● Task to complete
Reproduce every line of each item below verbatim, with no changes.

● Dataset records
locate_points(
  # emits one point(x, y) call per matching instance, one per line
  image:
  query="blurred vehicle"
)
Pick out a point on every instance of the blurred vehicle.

● Result of the exercise
locate_points(
  # emits one point(x, y) call per matching instance, one per line
  image:
  query="blurred vehicle"
)
Pick out a point on every instance of the blurred vehicle.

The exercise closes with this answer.